--- BEGIN Excerpt to read ---

I feel that Harries and Harries (1989) are a little unfair in their evaluation of En Voyage. They begin by suggesting that this is ‘red-herring music’: it is ‘traditional pictorial music slightly on the skew’. The reasons that they advance for this ‘skew’ are in my opinion features of the work that add to its charm. For example, they suggest that the music is ‘constantly missing beats, or allowing ‘the bottom to drop out of the harmony’. They consider that the work is both ‘poignant and unsatisfactory’ and accuse it ‘of building towards grand climaxes which never arrive, always hitting the nail slightly off-centre and driving it in at an angle.’ Surely, these idiosyncrasies make this a first-rate piece of ‘light music’ and not one that simply utilises a number of tried and tested clichés.

--- END Excerpt to read ---
--- BEGIN Excerpted data ---

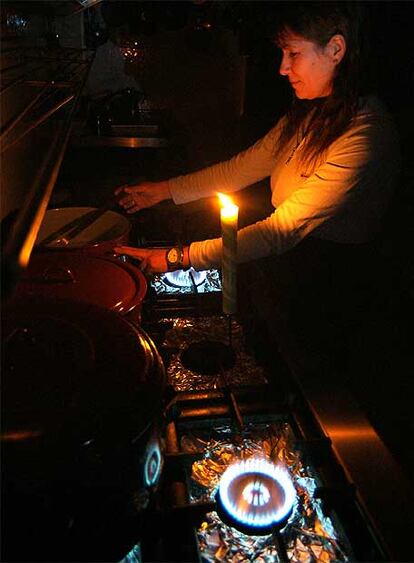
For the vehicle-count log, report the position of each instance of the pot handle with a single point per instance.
(58, 274)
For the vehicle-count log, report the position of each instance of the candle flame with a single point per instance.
(225, 200)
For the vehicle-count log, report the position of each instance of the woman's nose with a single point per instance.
(284, 66)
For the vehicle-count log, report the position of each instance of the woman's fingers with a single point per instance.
(138, 253)
(152, 260)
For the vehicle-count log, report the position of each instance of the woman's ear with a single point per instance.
(337, 48)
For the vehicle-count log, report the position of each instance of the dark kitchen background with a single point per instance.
(201, 83)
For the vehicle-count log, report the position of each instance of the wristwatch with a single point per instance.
(175, 258)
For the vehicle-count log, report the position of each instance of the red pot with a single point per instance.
(83, 402)
(87, 278)
(108, 230)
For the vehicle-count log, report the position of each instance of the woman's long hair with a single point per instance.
(330, 117)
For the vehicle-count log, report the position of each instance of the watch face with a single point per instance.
(173, 255)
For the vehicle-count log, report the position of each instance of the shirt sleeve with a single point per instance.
(244, 169)
(346, 177)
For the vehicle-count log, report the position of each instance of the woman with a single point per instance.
(333, 162)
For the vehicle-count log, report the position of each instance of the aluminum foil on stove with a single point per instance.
(187, 331)
(310, 536)
(187, 281)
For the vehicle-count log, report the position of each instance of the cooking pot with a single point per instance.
(82, 431)
(89, 278)
(99, 235)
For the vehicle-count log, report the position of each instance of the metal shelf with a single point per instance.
(53, 81)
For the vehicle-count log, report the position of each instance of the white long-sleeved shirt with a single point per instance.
(342, 200)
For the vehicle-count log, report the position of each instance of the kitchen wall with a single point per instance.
(25, 34)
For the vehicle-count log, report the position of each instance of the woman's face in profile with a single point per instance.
(309, 68)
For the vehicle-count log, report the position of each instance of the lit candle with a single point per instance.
(229, 215)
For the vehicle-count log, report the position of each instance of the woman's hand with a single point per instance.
(142, 195)
(152, 260)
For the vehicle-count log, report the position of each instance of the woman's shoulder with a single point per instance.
(371, 108)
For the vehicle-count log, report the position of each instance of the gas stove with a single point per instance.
(231, 411)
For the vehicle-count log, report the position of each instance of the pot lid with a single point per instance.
(98, 280)
(75, 374)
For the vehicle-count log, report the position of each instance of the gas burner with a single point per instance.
(208, 357)
(185, 278)
(255, 496)
(187, 281)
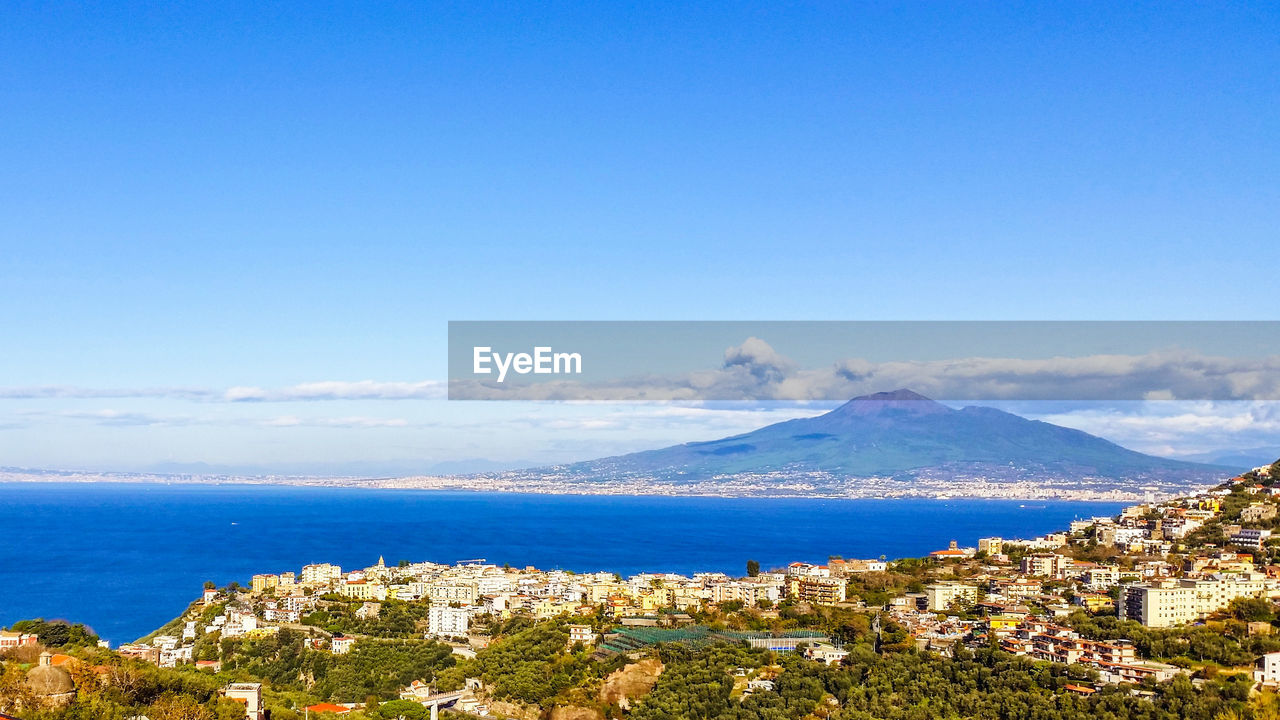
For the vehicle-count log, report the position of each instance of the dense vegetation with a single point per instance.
(912, 686)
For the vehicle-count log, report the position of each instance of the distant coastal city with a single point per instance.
(800, 483)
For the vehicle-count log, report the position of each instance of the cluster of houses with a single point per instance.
(1018, 604)
(460, 592)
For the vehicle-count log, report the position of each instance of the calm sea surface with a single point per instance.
(124, 559)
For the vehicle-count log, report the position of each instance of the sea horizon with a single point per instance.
(126, 557)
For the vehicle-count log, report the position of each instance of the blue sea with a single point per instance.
(126, 559)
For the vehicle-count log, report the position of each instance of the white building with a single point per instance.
(942, 596)
(1174, 602)
(1266, 670)
(248, 693)
(581, 634)
(444, 620)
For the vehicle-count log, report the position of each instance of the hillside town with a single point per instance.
(1201, 561)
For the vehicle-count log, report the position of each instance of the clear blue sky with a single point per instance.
(266, 195)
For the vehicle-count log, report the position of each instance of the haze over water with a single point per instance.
(124, 559)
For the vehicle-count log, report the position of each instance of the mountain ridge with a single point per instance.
(897, 433)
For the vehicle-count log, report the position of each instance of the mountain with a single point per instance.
(900, 433)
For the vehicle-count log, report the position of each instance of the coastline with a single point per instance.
(744, 487)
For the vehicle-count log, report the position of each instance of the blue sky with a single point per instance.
(269, 195)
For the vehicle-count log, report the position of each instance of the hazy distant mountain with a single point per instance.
(899, 433)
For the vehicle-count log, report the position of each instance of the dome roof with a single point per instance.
(49, 680)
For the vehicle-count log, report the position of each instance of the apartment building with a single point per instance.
(942, 596)
(1046, 565)
(1174, 602)
(443, 620)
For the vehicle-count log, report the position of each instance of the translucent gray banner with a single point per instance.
(837, 360)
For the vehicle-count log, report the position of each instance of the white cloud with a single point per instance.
(338, 390)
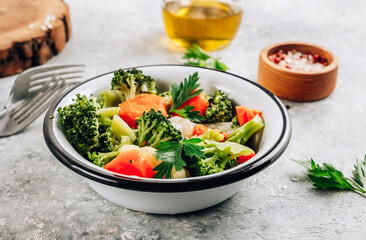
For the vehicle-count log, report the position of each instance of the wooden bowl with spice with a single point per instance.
(298, 71)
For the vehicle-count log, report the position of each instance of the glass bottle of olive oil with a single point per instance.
(211, 24)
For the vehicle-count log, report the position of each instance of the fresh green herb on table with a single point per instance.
(195, 56)
(327, 176)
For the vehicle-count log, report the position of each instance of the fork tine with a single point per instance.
(37, 106)
(41, 69)
(49, 87)
(40, 89)
(39, 83)
(30, 116)
(37, 77)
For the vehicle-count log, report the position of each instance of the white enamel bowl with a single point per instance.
(171, 196)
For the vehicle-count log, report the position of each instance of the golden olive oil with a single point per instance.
(211, 24)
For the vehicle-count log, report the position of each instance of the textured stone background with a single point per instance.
(41, 199)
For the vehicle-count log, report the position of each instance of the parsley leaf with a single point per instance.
(187, 112)
(172, 153)
(197, 57)
(327, 176)
(181, 93)
(359, 174)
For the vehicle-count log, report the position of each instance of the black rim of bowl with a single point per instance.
(186, 184)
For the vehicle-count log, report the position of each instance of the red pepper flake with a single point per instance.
(298, 61)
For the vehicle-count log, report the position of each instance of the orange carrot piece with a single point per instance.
(199, 129)
(244, 158)
(131, 162)
(135, 107)
(245, 114)
(200, 103)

--- END Excerpted data ---

[Exercise goal] From the passage on En Voyage above, list each specific way the music behaves that Harries and Harries criticize.

[The result]
- Constantly missing beats
- Allowing the bottom to drop out of the harmony
- Building towards grand climaxes which never arrive
- Always hitting the nail slightly off-centre and driving it in at an angle